§ **EXERCISE MATERIAL**
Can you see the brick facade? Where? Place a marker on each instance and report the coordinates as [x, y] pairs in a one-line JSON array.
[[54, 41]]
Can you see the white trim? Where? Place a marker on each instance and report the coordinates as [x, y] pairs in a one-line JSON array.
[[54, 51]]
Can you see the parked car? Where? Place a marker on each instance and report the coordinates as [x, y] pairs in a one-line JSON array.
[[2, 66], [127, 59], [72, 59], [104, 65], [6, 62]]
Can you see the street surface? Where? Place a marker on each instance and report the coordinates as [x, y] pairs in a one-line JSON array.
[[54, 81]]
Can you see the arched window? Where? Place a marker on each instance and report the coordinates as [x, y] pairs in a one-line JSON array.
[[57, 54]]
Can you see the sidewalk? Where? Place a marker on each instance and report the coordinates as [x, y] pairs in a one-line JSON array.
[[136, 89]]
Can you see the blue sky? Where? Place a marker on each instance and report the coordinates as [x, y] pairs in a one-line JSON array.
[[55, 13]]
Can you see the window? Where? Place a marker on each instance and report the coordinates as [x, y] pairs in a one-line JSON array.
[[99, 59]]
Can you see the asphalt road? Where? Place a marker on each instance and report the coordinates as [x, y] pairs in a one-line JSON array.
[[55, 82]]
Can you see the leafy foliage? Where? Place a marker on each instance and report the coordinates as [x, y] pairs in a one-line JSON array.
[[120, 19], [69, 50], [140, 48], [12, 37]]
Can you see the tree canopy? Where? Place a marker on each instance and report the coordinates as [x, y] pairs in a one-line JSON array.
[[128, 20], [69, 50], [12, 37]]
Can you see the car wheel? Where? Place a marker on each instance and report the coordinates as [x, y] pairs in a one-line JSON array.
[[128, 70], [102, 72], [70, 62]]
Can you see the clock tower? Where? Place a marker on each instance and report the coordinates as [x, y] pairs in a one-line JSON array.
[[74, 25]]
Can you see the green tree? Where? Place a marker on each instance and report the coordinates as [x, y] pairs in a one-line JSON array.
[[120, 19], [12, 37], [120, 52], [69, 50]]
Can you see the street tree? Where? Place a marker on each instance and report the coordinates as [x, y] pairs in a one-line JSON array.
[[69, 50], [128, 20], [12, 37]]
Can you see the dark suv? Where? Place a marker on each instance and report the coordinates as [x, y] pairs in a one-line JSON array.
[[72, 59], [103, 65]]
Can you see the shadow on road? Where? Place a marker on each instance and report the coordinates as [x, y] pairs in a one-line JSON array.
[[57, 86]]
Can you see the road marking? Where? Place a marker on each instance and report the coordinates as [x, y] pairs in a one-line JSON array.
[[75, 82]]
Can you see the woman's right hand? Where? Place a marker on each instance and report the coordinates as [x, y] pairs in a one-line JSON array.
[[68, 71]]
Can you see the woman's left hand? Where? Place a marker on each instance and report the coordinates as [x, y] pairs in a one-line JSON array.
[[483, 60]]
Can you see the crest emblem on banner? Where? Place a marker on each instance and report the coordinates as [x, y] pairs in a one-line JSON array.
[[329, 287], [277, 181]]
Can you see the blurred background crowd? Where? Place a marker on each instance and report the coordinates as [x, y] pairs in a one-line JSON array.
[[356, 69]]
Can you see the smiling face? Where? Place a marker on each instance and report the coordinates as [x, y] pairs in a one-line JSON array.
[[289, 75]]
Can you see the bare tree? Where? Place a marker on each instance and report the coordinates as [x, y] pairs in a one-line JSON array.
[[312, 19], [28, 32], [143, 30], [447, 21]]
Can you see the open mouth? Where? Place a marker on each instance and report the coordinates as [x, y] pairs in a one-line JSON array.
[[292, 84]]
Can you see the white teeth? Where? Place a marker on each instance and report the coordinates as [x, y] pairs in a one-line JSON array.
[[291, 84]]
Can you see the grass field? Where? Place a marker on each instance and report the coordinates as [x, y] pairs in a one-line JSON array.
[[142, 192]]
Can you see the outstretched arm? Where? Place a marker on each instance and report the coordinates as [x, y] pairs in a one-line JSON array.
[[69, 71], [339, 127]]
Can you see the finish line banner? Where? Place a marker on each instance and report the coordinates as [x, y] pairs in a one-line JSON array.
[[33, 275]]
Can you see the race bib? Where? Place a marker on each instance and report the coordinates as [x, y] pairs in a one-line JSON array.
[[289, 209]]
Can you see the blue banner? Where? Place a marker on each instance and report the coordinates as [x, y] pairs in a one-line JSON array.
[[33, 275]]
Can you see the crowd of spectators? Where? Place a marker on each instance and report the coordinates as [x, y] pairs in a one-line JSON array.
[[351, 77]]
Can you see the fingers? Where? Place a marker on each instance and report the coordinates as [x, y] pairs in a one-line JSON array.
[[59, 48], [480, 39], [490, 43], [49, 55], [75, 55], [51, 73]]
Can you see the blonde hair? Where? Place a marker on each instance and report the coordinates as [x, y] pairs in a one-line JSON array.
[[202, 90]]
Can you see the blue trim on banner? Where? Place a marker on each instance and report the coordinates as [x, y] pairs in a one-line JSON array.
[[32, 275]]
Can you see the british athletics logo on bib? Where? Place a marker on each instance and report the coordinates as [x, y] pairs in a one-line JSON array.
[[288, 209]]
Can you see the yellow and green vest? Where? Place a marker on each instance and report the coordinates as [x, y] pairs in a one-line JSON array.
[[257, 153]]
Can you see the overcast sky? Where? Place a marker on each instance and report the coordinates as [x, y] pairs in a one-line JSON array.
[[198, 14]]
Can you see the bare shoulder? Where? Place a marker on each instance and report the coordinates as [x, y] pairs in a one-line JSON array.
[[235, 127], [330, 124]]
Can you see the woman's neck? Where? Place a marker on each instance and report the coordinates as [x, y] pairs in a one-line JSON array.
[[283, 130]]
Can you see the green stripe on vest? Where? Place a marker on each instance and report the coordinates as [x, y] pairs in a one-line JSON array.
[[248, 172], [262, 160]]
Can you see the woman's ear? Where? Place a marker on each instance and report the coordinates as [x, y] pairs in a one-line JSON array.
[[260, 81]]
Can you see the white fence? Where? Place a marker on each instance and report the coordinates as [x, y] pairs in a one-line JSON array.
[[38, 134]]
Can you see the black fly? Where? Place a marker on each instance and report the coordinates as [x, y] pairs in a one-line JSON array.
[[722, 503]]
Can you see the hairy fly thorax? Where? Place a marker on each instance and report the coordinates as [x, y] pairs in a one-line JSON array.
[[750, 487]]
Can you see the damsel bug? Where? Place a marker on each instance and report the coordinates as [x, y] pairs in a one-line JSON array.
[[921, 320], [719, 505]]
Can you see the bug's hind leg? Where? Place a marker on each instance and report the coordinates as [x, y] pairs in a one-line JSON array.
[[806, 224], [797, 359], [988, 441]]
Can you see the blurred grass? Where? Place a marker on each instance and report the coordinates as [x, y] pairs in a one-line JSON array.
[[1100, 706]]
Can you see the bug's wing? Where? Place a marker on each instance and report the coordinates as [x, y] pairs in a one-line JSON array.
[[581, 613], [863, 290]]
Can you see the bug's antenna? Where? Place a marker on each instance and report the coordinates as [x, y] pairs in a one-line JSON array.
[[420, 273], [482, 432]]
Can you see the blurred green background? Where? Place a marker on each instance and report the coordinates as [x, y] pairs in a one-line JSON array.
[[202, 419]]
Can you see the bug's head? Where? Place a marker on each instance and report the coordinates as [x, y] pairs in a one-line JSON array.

§ **PROBLEM TO SOLVE**
All records shown above are to be repeated exactly.

§ **ANSWER TO THE EXERCISE**
Can you see the brick facade? Where? Place a marker on each instance and report the coordinates as [x, y] pairs in a one-line JSON array.
[[54, 41]]
Can you see the white trim? Where? Place a marker on each instance and report the coordinates as [x, y] pairs in a one-line JSON array.
[[54, 51]]
Can you see the parked car? Where? Place a marker on each instance and report the coordinates as [x, y] pairs in a one-line JSON array.
[[2, 66], [127, 59], [72, 59], [104, 65], [6, 62]]
Can you see the street surface? Where? Place a marker on each instance and report the coordinates as [x, y] pairs in a one-line JSON array.
[[54, 81]]
Can you see the arched window? Where? Place a marker on each instance and report the coordinates as [x, y] pairs in a one-line JSON array.
[[57, 54]]
Can you see the sidewalk? Where? Place a marker on each instance and report the coordinates as [x, y] pairs in a one-line JSON array.
[[136, 89]]
Can you see the blue sky? Where? Place a marker on each instance and report the coordinates as [x, y] pairs in a one-line JSON array.
[[55, 13]]
Can you see the window? Where? Place a marker on each instance and report the coordinates as [x, y] pairs in a one-line JSON array.
[[99, 59]]
Can you see the asphalt road? Where? Place a marker on each instance and report the coordinates as [x, y] pairs in a one-line JSON array.
[[55, 82]]
Can you see the leafy foliage? Where? Place a marker on each instance and report the coordinates as [x, y] pairs in a one-line JSON array.
[[120, 19], [69, 50], [140, 48], [12, 37]]
Can you see the tree canopy? Where? Place a marker on each instance and report the coordinates as [x, y] pairs in a one-line JSON array.
[[128, 20], [69, 50], [12, 37]]
Can you see the car wheel? Where? Place a marker on each instance and report the coordinates as [x, y] pairs in a one-line JSON array.
[[128, 70], [102, 72], [70, 62]]
Can you see the clock tower? Where? Place a marker on each instance and report the coordinates as [x, y] pairs in a one-line JSON array.
[[74, 25]]
Can you see the green tree? Where? Place a marker on each instance and report the coordinates as [x, y] pairs in a one-line JSON array.
[[120, 19], [12, 37], [120, 52], [69, 50]]
Can you see the street tree? Where? Place a marker on each instance and report the coordinates as [x, y] pairs in a one-line JSON array.
[[69, 50], [128, 20], [12, 37]]
Can you see the dark suv? Where? Place a marker on each instance and report the coordinates as [x, y] pairs in a one-line JSON array.
[[72, 59], [103, 65]]
Can you see the shadow on road? Where? Place a marker on each instance and report the coordinates as [x, y] pairs in a one-line JSON array.
[[57, 86]]
Can you see the road marking? Where? Place a marker on each instance and report the coordinates as [x, y] pairs in a one-line JSON array.
[[75, 82]]
Can you see the woman's right hand? Where? Place a marker on each instance and report the coordinates as [x, y] pairs in a one-line JSON array.
[[68, 71]]
Can you see the woman's left hand? Where? Place a marker on each instance and report the coordinates as [x, y] pairs in a one-line JSON array.
[[483, 60]]
Can you see the crest emblem on banner? Where? Place a marker on each instance and report the coordinates as [x, y] pairs in a one-line JSON array.
[[329, 287], [277, 181]]
Can you see the blurred background crowd? Where? Place a marker on each instance and report the coordinates as [x, y] pairs in a one-line JSON array.
[[356, 69]]
Can you see the smiling face? Where? Place a marker on each instance and report the coordinates as [x, y] pairs in a one-line JSON array.
[[289, 75]]
Can you see the bare tree? Where? Place a marker on each instance and report the coordinates as [x, y] pairs in a one-line JSON array.
[[312, 19], [28, 32], [143, 30], [447, 21]]
Can you see the open mouth? Where? Place a marker on each instance and report the coordinates as [x, y] pairs in a one-line JSON array.
[[292, 84]]
Can you see the white teeth? Where? Place a marker on each instance and report the coordinates as [x, y] pairs in a one-line JSON array.
[[291, 84]]
Can you see the grass field? Where? Place a marker on each instance and report the coordinates as [x, y] pairs in a one-line JSON array.
[[142, 192]]
Can you see the outstretched arm? Where? Place a marker on each instance and report the coordinates as [x, y] pairs in a one-line JSON array.
[[69, 71], [339, 127]]
Can you see the finish line banner? Where? Place a marker on each instance and report the coordinates as [x, y] pairs in a one-line JSON array.
[[33, 275]]
Can you see the race bib? Where? Place a marker on each instance and report the coordinates as [x, y] pairs in a one-line JSON array.
[[289, 209]]
Can you see the blue banner? Where? Place a marker on each instance and report the coordinates as [x, y] pairs in a one-line JSON array.
[[33, 275]]
Can you see the crowd of spectators? Where? Place a marker on each instance and report the coordinates as [x, y] pairs in a one-line JSON array.
[[351, 77]]
Can you see the fingers? Where? Place a marker on each instance and report the coordinates as [x, y] pairs in a one-line JSON array.
[[59, 48], [480, 39], [490, 43], [49, 55], [75, 55], [51, 73]]
Can you see the blonde hair? Where? Place a marker on each instance and report the coordinates as [x, y] pairs in a one-line JSON array.
[[202, 90]]
Can you see the blue trim on banner? Where? Place a marker on each instance and report the coordinates as [x, y] pairs in a one-line JSON array.
[[32, 275]]
Can you see the british athletics logo on bib? Where? Place a marker on each instance and report the coordinates as [x, y] pairs in a one-line JSON array.
[[288, 209]]
Can you see the yellow and green vest? Where? Place a marker on each instance and report the coordinates as [x, y] pairs in a one-line JSON array.
[[257, 153]]
Can you see the overcast sky? Where? Place a marker on each instance and report the coordinates as [x, y] pairs in a one-line JSON array.
[[198, 14]]
Can you see the bare shoulder? Where? Place a marker on each instance and report the coordinates as [x, y] pairs in a one-line JSON array.
[[235, 127], [330, 124]]
Can you see the woman's neck? Where? Place a marker on each instance and report the coordinates as [x, y] pairs in a one-line JSON array.
[[283, 130]]
Can you see the green stripe on vest? Where? Place a marker on each instance and report the coordinates as [x, y] pairs in a one-line JSON array.
[[248, 172], [262, 160]]
Can you see the woman's ear? Where? Place a marker on each instance and report the coordinates as [x, y] pairs in a one-line JSON array.
[[260, 81]]
Can you see the white fence? Where? Place a marker on each instance and report the coordinates as [x, y] pairs in a one-line JSON array.
[[38, 134]]
Can you see the black fly? Where? Place a marker on each instance and report the coordinates as [x, y] pairs in a one-line JSON array.
[[722, 503]]
Can you see the hairy fly thorax? Where? Place a marker on each instance and report the coordinates as [x, y] pairs in a one-line JSON array.
[[750, 487]]
Can you see the damsel bug? Where? Place a marker on each instance and report the coordinates as [x, y] pairs in a one-line JSON array.
[[921, 320], [719, 505]]
Can you see the bug's hind leg? Where? Place a marker on each instance and report the coordinates as [x, y] pairs in a one-line JSON array.
[[806, 224], [797, 359], [988, 441]]
Can you see the blurred grass? Where? Place a marker on each instance and report the coordinates as [x, y] pairs in a one-line JSON array.
[[1100, 706]]
Can you see the bug's wing? Where? Place a marker on each instance and report the coordinates as [x, y] pairs in a one-line JSON array.
[[581, 613], [863, 290]]
Can you see the bug's antenna? Where? Place a marker on each instance and report the coordinates as [x, y] pairs in a one-line JSON array.
[[420, 273], [482, 432]]
Can you see the blurred green background? Where? Place a marker on each instance and report the coordinates as [x, y] pairs in a one-line JSON array.
[[202, 419]]
Can you see the bug's head? Where? Place a marker on each instance and report the coordinates as [x, y] pairs in a one-line JSON array.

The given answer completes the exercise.